→ Exercise requirements
Return each line of the material below exactly. Begin at the first and end on the line with "lookup illuminated window".

→ Input for this task

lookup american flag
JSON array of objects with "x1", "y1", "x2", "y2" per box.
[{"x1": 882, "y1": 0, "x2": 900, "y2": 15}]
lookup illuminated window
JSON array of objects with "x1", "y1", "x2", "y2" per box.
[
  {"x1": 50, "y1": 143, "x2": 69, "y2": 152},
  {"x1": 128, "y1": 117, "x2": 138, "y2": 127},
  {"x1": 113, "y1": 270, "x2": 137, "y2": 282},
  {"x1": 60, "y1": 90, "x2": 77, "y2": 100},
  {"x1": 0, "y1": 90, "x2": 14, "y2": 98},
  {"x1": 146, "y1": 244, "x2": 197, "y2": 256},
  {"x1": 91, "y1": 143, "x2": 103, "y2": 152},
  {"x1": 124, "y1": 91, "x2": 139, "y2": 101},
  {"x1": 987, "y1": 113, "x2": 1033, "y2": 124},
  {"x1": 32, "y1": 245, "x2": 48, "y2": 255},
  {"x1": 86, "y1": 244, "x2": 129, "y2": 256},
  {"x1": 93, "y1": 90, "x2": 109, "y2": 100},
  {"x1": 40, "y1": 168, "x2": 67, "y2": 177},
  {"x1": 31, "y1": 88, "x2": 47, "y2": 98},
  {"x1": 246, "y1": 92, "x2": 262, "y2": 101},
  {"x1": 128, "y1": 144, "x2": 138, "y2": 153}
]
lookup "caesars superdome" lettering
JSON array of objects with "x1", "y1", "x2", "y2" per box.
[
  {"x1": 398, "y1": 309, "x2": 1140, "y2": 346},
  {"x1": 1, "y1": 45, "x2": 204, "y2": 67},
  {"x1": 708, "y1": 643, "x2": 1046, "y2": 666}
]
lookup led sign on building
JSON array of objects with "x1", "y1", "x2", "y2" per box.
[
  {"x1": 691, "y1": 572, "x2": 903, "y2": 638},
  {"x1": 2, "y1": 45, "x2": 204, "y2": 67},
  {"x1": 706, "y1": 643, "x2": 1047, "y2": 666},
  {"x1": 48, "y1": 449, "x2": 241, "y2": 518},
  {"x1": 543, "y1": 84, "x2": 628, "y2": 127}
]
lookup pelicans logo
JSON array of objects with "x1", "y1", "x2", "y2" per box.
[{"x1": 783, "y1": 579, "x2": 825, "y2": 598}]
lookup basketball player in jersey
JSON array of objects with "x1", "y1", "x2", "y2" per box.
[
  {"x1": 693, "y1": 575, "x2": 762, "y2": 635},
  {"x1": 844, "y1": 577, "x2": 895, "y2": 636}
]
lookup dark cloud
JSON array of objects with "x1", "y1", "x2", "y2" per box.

→ Answer
lookup american flag
JSON array of objects with "x1", "y1", "x2", "y2" per box.
[{"x1": 882, "y1": 0, "x2": 900, "y2": 15}]
lookup illuminated window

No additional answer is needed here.